Selected text:
_ _ _ _ _ _ _

UBI chief says takeover by Intesa ‘would create a kind of monopoly’

The chief executive of UBI Banca has vowed to be a buyer rather than a seller in the consolidation of Italy’s fragmented banking sector, dismissing a takeover bid by the country’s largest bank Intesa Sanpaolo as anti-competitive.

“I understand that in certain countries it is desirable that large banks buy out smaller peers but . . . while Spain, France or the UK have several large banks, Italy only has one,” Victor Massiah told the Financial Times. “The takeover would create a kind of monopoly and I don’t think it’s appropriate.”

Earlier this month UBI rejected the all-share offer by Intesa, which was valued at €4.9bn when it was first announced in February, and has since dropped to €3.5bn amid the fallout from the coronavirus pandemic. It said the offer was too low and the conditions detrimental to shareholders.

Italy’s antitrust regulator has already raised competition concerns in a preliminary verdict. Intesa sought to allay these by committing to sell more branches of the combined entity.

Some analysts are sceptical UBI will achieve this pledge because the bank had failed to take the initiative on multiple occasions before Intesa made its hostile takeover bid.

Mr Massiah said that such criticism failed to take into account new guidance that was issued by the European Central Bank earlier this month. This clarifies takeover rules in terms of capital requirements; badwill, which occurs when a company purchases an asset or another company at less than its net fair market value; and the use of internal models. It was drafted to spur consolidation.

“If UBI will continue being independent, [acquisition proposals] will be finalised by the end of this year,” he said.

In the past, some banks, including UBI, have said that the ECB’s stringent requirements were the main reason they held off dealmaking. “Our priority was to protect our shareholders and minimise capital increases,” said Mr Massiah.

UBI has also said it will return €840m of excess capital to shareholders during the next three years, a target seen as aggressive by analysts. “Our philosophy has always been to hold [cash] reserves . . . we had the responsibility to make shareholders aware [of the opportunity they would miss out on] if they opt to tender their shares [to Intesa],” said Mr Massiah.

Anna-Maria Benassi, a Kepler Cheuvreux analyst, said there was “upside” for UBI shareholders in accepting Intesa’s offer, and suggested “downside” if the bank remained a standalone entity, as well as “an uncertain outcome from alternative M&A”.

UBI is highly exposed to Lombardy, the Italian region worst hit by coronavirus. At the height of the pandemic it sought to trigger a material adverse change (MAC) clause to kill the proposed deal.

“We wrote to the board to ask whether they were going to trigger the MAC due to Covid-19,” said Mr Massiah. “They replied that it wasn’t the moment to discuss it. Buying time is not part of the rules of the game.”

_ _ _ _ _ _ _

Tasks for this exercise:
1. Translate into French the following sentence from the article on the UBI takeover bid: "Italy’s antitrust regulator has already raised competition concerns in a preliminary verdict."
2. According to the article on the UBI takeover bid, how much excess capital does UBI plan to return to shareholders, and over what period?
3. Reproduce the passage of the article on the UBI takeover bid that begins at the words "Italy’s antitrust regulator" and ends after the words "hostile takeover bid.".

Records from a data source:
_ _ _ _ _ _ _

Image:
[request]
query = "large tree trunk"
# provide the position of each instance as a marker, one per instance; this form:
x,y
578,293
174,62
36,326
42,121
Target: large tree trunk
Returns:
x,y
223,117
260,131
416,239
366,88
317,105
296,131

_ _ _ _ _ _ _

Answer section:
1. L’autorité italienne de la concurrence a déjà soulevé des préoccupations en matière de concurrence dans une décision préliminaire.

2. UBI plans to return €840m of excess capital to shareholders during the next three years.

3.
Italy’s antitrust regulator has already raised competition concerns in a preliminary verdict. Intesa sought to allay these by committing to sell more branches of the combined entity.

Some analysts are sceptical UBI will achieve this pledge because the bank had failed to take the initiative on multiple occasions before Intesa made its hostile takeover bid.